# Old Man Swing



## lefecious (Jul 11, 2007)

I went to the range the other day and was practicing what I've dubbed my OMS (Old Man Swing).

I basically am forcing myself to use nearly half of my swing power, and am also reducing my backswing by about 20%. I've found by doing this, I'm more likely to hit the sweet spot and I'm actually hitting much farther with half power than I do with full power.

Is this a teaching technique that anyone's heard of? I just kind of made it up but it seems to be working for me.

I was hitting it out to the black marker with my 5 wood, but I forgot to look and see what the yardage was on the black marker. I'd guess it was close to 200 yards, but I'm not too good at judging distance yet. Are the colored markers universal? Like does the black marker mean the same yardage no matter which range you go to?


----------



## Foster4 (May 2, 2007)

umm...idk i knew about it ...its better to swing 80% and hit your driver on the sweet spot then to swing 100% and miss the sweet spot...so hitting the sweet spot is a big added bonus...the more you do it the more consistant you'll be


----------



## Fourputt (Nov 18, 2006)

lefecious said:


> I went to the range the other day and was practicing what I've dubbed my OMS (Old Man Swing).
> 
> I basically am forcing myself to use nearly half of my swing power, and am also reducing my backswing by about 20%. I've found by doing this, I'm more likely to hit the sweet spot and I'm actually hitting much farther with half power than I do with full power.
> 
> ...


Our range doesn't have any colored markers at all... just the yardages on the signs. And that yardage varies depending on where the hitting line is located. The grass hitting area is at least 100 yards long and 25 yards deep, so you need to pace off from the measured marker or use a rangefinder to know for sure.


----------



## white_tiger_137 (Mar 23, 2006)

The markers are NOT universal. They're not always accurate either, especially if the range is sloped. There's one range near my house that is a ski hill too. They say that they adjusted for the slope when they put the yardage signs up, but I can barely clear the 200 yd sign.


----------



## 65nlovenit (Dec 8, 2006)

When a golf course is first designed, the architect will lay out a base yardage for each hole, based on land availability, owner preference and USGA yardage standards. The architect then takes several individual yardages for each hole to represent the different Tee box colors typically Red/White/Blue/Black. These yardages have no preset value and are strictly up to the owners descretion as to their placement. 
The current yardage guidelines are these for men:
Par 3 - Up to 250 yards
Par 4 - 251 to 470 yards
Par 5 - 471 yards to 690 yards
Par 6 - 691 yards or more


----------



## Foster4 (May 2, 2007)

**EXERCISE TASKS:**
**A)** Please list the tee box colors named in the golf forum thread.
**B)** In the golf forum thread, by roughly what percentage did lefecious shorten the backswing?
The records placed after this thread aren't needed for anything asked here.

**DATA SUPPLIED:**
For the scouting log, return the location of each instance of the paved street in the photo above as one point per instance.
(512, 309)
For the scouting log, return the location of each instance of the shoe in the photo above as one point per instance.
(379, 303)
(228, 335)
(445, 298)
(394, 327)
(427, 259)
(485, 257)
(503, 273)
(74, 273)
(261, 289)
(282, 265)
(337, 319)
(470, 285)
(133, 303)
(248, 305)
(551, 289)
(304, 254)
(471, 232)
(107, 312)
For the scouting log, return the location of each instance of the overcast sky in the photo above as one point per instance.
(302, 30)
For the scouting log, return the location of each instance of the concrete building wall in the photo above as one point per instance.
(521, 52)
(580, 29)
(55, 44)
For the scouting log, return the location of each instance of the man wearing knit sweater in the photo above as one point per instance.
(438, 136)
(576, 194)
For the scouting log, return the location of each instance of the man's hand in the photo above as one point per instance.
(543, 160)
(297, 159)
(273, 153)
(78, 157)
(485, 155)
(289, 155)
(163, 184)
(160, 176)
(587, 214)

**SOLUTIONS IN ORDER:**
**A)** Red, White, Blue, Black

**B)** About 20%.